▶ [WRITTEN REQUEST] Start with the line containing "[tag] hedgerow on mound: a pin per instance" and write out each line through the end of the listing, exactly as given.

▶ [DATA PROVIDED]
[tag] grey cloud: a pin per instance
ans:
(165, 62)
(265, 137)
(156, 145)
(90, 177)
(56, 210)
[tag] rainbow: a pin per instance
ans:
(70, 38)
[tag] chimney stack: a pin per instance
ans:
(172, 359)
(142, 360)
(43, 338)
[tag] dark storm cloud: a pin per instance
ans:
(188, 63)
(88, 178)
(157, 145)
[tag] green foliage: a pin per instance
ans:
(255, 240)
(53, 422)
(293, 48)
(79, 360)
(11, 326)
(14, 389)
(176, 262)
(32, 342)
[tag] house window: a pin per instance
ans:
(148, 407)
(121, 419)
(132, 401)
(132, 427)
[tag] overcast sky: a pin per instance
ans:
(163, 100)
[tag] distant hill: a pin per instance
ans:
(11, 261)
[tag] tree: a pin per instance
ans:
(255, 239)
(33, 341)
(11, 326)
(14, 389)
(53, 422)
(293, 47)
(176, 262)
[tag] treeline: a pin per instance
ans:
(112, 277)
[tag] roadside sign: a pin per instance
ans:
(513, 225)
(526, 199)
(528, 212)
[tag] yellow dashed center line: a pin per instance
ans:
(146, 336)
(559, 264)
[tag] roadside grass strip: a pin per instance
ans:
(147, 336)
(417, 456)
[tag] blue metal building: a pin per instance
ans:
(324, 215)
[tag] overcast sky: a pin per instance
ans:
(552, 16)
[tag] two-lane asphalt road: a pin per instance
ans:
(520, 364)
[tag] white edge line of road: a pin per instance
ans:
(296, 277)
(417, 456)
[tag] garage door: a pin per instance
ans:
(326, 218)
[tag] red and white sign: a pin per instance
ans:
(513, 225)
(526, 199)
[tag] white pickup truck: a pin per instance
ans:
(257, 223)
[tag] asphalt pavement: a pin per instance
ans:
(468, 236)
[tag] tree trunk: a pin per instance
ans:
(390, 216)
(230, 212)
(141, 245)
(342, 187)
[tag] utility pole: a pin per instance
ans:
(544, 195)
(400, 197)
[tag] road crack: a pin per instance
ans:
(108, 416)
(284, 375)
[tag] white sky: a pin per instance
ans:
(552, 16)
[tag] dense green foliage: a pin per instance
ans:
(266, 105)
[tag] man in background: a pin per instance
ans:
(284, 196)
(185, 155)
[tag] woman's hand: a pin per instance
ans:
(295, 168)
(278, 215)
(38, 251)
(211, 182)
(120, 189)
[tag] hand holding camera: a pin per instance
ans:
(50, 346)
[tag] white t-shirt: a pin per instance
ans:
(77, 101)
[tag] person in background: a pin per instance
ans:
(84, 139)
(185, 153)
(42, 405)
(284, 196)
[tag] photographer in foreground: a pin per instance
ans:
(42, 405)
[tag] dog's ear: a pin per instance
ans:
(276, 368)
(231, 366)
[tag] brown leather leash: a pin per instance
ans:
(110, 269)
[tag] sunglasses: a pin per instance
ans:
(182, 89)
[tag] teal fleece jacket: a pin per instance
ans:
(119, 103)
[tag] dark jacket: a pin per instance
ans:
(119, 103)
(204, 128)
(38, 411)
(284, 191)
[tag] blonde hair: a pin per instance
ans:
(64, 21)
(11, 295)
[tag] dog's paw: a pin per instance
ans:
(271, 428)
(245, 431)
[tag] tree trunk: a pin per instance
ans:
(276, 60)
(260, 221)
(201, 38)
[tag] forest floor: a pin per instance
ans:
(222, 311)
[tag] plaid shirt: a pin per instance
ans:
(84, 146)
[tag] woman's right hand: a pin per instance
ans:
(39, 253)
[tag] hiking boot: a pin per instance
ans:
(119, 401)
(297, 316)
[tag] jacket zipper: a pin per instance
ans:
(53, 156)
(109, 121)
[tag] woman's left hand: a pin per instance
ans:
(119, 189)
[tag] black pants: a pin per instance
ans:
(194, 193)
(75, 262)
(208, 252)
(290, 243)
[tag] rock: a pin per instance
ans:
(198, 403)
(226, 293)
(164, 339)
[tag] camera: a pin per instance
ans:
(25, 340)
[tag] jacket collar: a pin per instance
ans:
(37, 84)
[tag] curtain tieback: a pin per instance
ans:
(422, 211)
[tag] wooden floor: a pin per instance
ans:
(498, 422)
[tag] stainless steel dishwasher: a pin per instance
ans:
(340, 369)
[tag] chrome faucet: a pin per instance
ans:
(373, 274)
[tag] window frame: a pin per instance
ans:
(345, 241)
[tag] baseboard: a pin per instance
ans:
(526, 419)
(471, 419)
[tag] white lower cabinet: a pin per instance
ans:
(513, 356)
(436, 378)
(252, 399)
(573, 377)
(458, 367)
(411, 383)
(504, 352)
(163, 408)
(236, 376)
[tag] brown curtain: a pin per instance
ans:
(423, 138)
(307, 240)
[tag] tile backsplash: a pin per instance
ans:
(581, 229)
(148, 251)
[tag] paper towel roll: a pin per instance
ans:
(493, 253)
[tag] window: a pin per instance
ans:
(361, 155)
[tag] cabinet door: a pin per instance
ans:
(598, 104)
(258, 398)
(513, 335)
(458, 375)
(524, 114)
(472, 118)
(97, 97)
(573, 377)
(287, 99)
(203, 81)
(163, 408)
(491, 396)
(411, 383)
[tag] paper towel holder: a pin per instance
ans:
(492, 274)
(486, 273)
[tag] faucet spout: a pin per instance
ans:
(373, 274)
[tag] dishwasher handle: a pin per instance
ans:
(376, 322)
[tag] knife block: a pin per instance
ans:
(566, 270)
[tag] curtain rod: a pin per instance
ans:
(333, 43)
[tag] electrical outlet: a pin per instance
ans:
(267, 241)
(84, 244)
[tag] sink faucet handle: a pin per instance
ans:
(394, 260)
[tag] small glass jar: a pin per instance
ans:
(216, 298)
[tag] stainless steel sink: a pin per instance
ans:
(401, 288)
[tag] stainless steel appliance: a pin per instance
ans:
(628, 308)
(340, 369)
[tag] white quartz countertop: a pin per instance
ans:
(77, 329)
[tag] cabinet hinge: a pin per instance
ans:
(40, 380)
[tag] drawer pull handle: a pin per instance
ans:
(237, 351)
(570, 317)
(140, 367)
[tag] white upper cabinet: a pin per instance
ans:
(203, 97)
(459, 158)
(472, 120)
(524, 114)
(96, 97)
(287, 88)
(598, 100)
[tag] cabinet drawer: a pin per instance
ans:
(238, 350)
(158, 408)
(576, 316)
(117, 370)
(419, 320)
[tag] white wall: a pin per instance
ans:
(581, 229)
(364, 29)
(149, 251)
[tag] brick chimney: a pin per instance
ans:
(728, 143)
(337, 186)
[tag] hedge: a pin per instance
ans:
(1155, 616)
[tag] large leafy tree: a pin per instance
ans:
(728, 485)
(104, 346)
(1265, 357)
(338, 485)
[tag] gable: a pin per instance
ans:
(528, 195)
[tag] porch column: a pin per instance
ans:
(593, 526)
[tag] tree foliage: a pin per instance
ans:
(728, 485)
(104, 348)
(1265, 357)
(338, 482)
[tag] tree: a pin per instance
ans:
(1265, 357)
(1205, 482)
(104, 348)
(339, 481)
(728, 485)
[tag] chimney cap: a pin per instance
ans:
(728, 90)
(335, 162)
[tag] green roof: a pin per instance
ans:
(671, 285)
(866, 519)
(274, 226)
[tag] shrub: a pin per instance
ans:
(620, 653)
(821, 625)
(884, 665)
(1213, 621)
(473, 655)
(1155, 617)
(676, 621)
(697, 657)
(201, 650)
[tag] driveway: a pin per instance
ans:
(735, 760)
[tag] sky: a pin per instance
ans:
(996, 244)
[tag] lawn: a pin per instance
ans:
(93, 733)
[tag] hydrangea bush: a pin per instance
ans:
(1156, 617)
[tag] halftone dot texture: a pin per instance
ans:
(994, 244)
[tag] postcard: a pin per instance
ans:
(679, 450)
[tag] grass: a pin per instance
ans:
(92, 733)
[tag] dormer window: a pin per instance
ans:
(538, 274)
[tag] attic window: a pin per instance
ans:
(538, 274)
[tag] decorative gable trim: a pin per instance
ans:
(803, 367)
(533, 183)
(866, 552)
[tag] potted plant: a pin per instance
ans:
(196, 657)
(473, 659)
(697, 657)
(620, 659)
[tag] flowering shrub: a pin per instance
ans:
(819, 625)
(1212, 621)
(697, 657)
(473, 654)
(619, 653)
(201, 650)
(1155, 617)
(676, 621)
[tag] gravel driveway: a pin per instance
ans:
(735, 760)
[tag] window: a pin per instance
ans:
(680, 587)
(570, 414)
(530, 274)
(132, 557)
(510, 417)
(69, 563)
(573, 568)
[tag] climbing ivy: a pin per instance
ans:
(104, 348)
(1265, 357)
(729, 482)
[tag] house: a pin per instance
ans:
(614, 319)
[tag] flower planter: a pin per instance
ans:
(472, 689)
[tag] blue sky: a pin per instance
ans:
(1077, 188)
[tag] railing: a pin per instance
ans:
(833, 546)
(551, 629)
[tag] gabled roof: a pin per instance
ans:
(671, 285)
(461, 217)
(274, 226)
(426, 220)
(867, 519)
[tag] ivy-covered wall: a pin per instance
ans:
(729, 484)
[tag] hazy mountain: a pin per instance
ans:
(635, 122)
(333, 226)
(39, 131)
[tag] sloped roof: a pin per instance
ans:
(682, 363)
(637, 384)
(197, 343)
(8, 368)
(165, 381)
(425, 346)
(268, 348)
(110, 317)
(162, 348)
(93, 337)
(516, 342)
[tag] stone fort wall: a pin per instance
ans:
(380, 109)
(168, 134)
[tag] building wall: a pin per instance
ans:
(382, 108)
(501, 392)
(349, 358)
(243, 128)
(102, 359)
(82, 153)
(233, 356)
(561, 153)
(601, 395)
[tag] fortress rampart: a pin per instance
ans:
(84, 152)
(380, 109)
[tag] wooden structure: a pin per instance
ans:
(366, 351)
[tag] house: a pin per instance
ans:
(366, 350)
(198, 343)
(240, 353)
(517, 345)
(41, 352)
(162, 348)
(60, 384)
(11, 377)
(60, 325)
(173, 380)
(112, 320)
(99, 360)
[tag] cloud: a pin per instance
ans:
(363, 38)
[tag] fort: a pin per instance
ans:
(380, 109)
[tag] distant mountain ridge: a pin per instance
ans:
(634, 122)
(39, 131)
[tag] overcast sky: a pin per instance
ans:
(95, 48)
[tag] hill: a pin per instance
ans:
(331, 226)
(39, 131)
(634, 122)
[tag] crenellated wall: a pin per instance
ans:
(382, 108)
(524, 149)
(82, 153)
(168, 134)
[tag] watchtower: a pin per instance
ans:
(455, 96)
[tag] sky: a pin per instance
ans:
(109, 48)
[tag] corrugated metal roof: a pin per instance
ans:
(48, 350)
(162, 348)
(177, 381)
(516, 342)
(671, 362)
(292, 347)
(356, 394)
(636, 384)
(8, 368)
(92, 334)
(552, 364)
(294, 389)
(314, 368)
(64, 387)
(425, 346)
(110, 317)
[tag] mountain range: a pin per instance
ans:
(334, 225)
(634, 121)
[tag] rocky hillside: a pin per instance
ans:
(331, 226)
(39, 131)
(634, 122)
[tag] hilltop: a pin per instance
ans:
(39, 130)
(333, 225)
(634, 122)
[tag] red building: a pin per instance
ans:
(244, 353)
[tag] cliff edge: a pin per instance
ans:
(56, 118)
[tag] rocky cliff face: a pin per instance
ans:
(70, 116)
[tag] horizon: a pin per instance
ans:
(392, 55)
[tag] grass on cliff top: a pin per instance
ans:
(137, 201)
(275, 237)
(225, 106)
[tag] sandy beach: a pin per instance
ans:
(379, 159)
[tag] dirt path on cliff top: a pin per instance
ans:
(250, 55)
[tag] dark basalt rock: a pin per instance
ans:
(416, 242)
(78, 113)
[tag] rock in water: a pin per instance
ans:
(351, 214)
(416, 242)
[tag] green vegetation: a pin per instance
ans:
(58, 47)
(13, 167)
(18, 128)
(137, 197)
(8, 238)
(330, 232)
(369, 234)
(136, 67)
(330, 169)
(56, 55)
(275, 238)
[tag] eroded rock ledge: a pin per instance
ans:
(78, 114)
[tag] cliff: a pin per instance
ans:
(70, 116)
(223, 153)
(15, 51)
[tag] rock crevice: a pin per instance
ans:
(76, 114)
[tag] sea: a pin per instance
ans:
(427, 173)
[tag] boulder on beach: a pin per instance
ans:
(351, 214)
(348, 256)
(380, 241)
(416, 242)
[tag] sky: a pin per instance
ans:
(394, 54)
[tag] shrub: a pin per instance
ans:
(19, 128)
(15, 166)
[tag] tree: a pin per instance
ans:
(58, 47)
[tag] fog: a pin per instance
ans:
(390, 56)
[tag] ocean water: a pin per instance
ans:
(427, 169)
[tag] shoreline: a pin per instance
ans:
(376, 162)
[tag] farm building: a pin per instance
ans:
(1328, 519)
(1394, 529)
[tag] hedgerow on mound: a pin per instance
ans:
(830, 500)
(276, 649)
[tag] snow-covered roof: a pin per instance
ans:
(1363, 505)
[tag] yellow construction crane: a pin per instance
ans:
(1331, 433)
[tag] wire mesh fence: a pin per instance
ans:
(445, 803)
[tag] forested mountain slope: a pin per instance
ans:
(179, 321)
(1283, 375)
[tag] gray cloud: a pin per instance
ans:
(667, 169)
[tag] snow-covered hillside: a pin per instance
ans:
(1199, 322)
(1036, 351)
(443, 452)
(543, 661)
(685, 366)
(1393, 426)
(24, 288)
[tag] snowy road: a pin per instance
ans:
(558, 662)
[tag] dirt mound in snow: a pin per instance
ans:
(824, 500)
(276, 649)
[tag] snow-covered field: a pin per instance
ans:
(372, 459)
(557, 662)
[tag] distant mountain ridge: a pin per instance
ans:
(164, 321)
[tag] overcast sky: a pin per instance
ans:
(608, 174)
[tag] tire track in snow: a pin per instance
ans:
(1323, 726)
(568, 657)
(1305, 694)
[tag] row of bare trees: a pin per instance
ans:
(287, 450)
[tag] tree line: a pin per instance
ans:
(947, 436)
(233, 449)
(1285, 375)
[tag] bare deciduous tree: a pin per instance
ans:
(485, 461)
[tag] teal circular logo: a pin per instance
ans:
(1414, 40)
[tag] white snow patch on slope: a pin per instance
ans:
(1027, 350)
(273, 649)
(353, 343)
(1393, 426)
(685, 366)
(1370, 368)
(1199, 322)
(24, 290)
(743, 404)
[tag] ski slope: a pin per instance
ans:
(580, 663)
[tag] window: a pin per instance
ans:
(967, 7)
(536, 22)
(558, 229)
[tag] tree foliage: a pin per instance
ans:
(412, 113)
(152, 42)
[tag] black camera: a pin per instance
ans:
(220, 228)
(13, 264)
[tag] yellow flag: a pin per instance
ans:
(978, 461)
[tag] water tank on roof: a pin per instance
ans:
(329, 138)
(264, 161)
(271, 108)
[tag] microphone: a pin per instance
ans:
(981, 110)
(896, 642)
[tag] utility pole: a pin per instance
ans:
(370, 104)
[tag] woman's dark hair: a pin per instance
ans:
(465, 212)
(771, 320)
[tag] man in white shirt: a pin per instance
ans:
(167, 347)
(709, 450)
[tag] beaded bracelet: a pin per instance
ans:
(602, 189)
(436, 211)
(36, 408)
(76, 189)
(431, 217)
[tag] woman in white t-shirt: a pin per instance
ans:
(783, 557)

▶ [SOLUTION FOR THIS PROBLEM]
[tag] hedgerow on mound: a pin per instance
ans:
(830, 500)
(276, 649)
[tag] snow-covered roof: a pin per instance
ans:
(1363, 505)
[tag] yellow construction crane: a pin per instance
ans:
(1331, 433)
[tag] wire mesh fence: a pin per instance
ans:
(445, 803)
[tag] forested mountain slope: a pin per instance
ans:
(179, 321)
(1283, 375)
[tag] gray cloud: a pin per instance
ans:
(667, 169)
[tag] snow-covered hillside: a pin per instance
ans:
(1199, 322)
(1036, 351)
(443, 452)
(543, 661)
(685, 366)
(1393, 426)
(24, 288)
[tag] snowy road: a pin per instance
ans:
(558, 662)
[tag] dirt mound in snow: a pin per instance
ans:
(824, 500)
(276, 649)
[tag] snow-covered field: a pin per instance
ans:
(372, 459)
(557, 662)
[tag] distant mountain ridge: a pin per instance
ans:
(164, 321)
[tag] overcast sky: a pin per instance
ans:
(608, 174)
[tag] tire track in snow: a pin per instance
ans:
(1323, 726)
(568, 657)
(1305, 694)
[tag] row of bare trees: a pin per instance
ans:
(287, 450)
[tag] tree line: a pin per instance
ans:
(947, 436)
(233, 449)
(1285, 375)
[tag] bare deciduous tree: a pin per instance
ans:
(485, 461)
[tag] teal circular logo: a pin per instance
ans:
(1414, 40)
[tag] white snow patch on slope: a pin per instance
ans:
(1027, 350)
(273, 649)
(353, 343)
(1393, 426)
(685, 366)
(1370, 368)
(1199, 322)
(24, 290)
(743, 404)
[tag] ski slope: a pin per instance
ans:
(580, 663)
[tag] window: a pin per instance
ans:
(967, 7)
(536, 22)
(558, 229)
[tag] tree foliage: a pin per instance
ans:
(412, 113)
(152, 42)
[tag] black camera: a pin per instance
ans:
(220, 228)
(13, 264)
[tag] yellow flag: a pin per instance
ans:
(978, 461)
[tag] water tank on roof: a pin per instance
ans:
(329, 138)
(264, 161)
(271, 108)
[tag] microphone: a pin per instance
ans:
(981, 110)
(896, 642)
[tag] utility pole: a pin per instance
ans:
(370, 104)
[tag] woman's dark hair: a pin per instance
ans:
(465, 212)
(771, 320)
[tag] man in white shirt: a pin per instance
ans:
(167, 347)
(709, 450)
[tag] beaded bracelet: a pin per instance
ans:
(602, 189)
(436, 211)
(36, 408)
(76, 189)
(431, 217)
[tag] woman in white t-shirt: a pin per instance
ans:
(783, 557)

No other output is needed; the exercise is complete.